***** Recorded information *****

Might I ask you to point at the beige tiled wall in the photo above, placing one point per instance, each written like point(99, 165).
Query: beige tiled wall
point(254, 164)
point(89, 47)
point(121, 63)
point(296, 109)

*****

◆ **What is expected**: Output every record exactly as written, with nothing dropped.

◆ **Response to the task**:
Might I ask you to point at the beige tiled wall in the photo above, placing one point per instance, each written like point(99, 165).
Query: beige tiled wall
point(254, 164)
point(89, 47)
point(121, 63)
point(296, 109)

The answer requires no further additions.